EXERCISE DESCRIPTION
Give only the number of lines in the entries below that contain the word "grey".

Entries for identifying locations:

#####

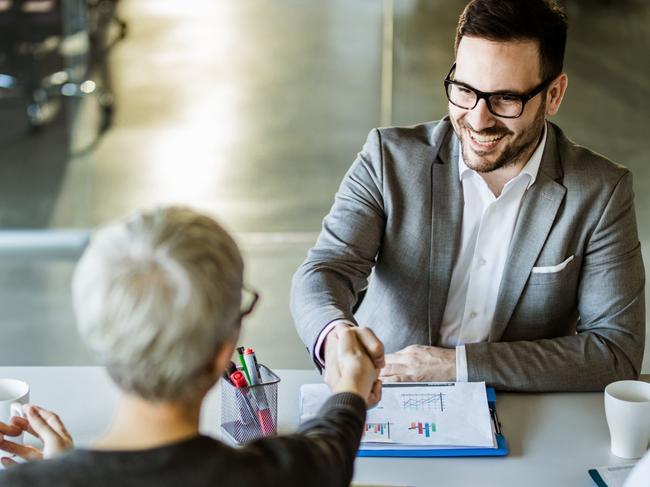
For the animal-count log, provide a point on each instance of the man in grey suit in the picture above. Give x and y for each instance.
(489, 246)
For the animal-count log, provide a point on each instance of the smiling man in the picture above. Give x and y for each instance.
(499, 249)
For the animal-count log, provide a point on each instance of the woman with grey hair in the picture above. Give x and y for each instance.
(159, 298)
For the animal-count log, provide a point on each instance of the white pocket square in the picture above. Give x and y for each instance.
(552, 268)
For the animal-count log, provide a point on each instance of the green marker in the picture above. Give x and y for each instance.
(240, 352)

#####

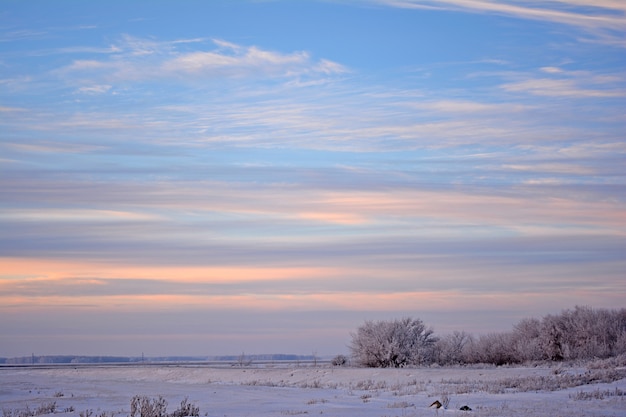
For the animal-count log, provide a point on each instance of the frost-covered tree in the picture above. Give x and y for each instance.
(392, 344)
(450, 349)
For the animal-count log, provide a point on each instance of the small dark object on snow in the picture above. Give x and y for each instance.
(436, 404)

#####

COMPLETED TASK
2